■ Task prompt ■
Each entry is to be restated word for word, with nothing omitted.

(Records from a collection)
# # #

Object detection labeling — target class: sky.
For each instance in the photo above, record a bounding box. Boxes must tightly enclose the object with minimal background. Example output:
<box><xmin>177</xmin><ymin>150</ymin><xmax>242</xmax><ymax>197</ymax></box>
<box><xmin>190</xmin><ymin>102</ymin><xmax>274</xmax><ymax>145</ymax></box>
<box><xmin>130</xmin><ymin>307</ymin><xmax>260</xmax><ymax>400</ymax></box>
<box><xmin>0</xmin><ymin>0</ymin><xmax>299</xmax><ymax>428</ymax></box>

# # #

■ Answer ■
Object detection labeling — target class: sky.
For each instance in the photo above, record a bounding box. Boxes must tightly enclose the object with minimal background. Example output:
<box><xmin>177</xmin><ymin>150</ymin><xmax>242</xmax><ymax>197</ymax></box>
<box><xmin>190</xmin><ymin>102</ymin><xmax>274</xmax><ymax>145</ymax></box>
<box><xmin>130</xmin><ymin>307</ymin><xmax>260</xmax><ymax>400</ymax></box>
<box><xmin>0</xmin><ymin>0</ymin><xmax>299</xmax><ymax>428</ymax></box>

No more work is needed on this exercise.